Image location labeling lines
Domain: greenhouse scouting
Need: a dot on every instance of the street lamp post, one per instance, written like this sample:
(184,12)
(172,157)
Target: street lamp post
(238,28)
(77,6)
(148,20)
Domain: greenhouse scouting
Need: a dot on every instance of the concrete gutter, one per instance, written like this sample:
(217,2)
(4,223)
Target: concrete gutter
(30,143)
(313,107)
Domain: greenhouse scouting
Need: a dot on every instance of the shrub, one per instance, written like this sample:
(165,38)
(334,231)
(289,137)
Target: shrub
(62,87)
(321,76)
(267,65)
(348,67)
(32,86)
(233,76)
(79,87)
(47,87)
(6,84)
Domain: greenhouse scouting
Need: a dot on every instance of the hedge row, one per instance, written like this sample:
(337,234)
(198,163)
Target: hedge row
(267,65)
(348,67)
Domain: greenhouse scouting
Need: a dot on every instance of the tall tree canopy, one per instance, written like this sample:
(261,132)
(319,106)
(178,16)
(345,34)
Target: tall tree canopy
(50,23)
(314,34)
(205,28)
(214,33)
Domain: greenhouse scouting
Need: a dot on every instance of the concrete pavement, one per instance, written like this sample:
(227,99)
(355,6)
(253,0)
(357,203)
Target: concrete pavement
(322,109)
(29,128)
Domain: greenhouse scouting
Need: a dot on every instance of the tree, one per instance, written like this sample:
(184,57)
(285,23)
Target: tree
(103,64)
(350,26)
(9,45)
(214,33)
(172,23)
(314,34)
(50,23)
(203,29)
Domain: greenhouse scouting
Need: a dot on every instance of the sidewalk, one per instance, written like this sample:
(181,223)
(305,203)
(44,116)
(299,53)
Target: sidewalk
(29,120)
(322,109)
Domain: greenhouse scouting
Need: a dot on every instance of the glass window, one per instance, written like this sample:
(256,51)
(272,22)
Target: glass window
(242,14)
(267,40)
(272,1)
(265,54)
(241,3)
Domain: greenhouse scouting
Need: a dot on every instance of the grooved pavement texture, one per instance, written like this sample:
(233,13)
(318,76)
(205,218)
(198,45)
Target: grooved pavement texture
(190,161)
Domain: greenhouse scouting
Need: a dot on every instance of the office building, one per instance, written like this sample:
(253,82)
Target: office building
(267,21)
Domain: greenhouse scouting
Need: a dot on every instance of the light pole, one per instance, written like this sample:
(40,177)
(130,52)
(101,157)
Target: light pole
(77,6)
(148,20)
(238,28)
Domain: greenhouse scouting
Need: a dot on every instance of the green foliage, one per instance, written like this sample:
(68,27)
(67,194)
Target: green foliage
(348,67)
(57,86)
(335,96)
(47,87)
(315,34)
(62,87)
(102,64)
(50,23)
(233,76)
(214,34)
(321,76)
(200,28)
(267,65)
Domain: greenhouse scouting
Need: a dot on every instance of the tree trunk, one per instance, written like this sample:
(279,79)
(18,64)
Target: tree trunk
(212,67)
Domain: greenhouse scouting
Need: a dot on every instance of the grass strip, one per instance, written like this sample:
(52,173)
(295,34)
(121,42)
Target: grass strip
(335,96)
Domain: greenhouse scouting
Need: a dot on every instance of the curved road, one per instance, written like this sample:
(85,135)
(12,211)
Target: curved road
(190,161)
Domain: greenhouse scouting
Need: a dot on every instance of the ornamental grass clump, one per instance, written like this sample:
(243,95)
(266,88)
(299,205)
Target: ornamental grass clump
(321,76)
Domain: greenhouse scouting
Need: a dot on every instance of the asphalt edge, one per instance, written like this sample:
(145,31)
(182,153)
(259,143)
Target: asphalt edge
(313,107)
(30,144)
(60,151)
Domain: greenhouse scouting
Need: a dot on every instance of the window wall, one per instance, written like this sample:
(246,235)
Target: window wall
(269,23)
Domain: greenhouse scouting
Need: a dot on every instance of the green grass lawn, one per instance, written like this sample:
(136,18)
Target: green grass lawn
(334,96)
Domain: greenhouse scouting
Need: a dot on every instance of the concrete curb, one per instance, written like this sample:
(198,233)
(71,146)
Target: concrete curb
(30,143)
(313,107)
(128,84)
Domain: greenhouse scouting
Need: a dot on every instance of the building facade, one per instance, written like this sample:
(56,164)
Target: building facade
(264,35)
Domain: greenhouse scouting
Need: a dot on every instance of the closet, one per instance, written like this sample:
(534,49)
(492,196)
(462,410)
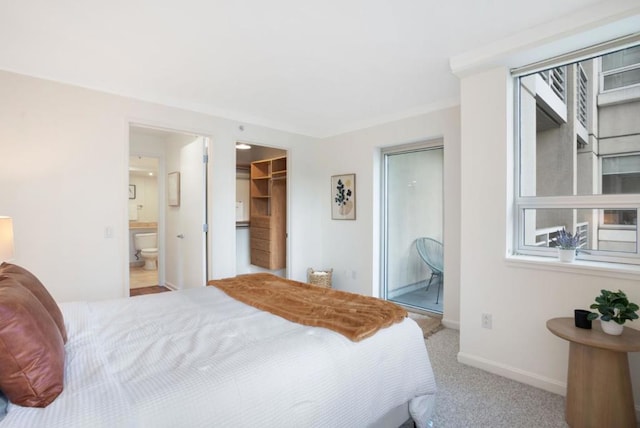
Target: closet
(268,220)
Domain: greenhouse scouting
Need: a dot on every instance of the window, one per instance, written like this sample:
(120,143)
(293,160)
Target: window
(620,69)
(578,157)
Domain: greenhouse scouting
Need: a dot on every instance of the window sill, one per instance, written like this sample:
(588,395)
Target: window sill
(581,267)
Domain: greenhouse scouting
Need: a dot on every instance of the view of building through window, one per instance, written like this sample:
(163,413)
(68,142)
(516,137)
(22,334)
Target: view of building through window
(579,154)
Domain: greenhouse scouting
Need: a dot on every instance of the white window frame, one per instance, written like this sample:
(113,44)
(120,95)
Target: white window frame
(618,70)
(599,201)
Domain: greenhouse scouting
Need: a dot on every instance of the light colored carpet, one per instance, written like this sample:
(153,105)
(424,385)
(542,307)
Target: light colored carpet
(470,397)
(428,324)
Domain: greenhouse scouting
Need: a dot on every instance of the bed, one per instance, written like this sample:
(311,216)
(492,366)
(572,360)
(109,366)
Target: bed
(200,358)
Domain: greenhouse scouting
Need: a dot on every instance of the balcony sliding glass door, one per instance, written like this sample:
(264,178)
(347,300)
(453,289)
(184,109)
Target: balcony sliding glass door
(412,209)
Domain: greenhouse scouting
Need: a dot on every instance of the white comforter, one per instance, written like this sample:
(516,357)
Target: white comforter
(198,358)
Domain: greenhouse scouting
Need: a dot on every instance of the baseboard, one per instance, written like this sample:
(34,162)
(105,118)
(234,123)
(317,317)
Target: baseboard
(513,373)
(522,376)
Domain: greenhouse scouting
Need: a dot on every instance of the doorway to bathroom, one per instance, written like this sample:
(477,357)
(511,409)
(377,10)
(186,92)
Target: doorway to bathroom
(143,221)
(167,207)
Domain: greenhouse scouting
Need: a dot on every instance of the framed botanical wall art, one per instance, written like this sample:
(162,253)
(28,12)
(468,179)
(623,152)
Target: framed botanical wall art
(343,197)
(173,186)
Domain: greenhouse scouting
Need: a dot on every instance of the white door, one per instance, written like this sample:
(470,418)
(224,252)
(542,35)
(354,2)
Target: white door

Set problem –
Collect every line above that contains the word "office" and copy each one out.

Solution to this problem –
Need: a dot on every instance of the office building, one per instance, written like this sample:
Target: office building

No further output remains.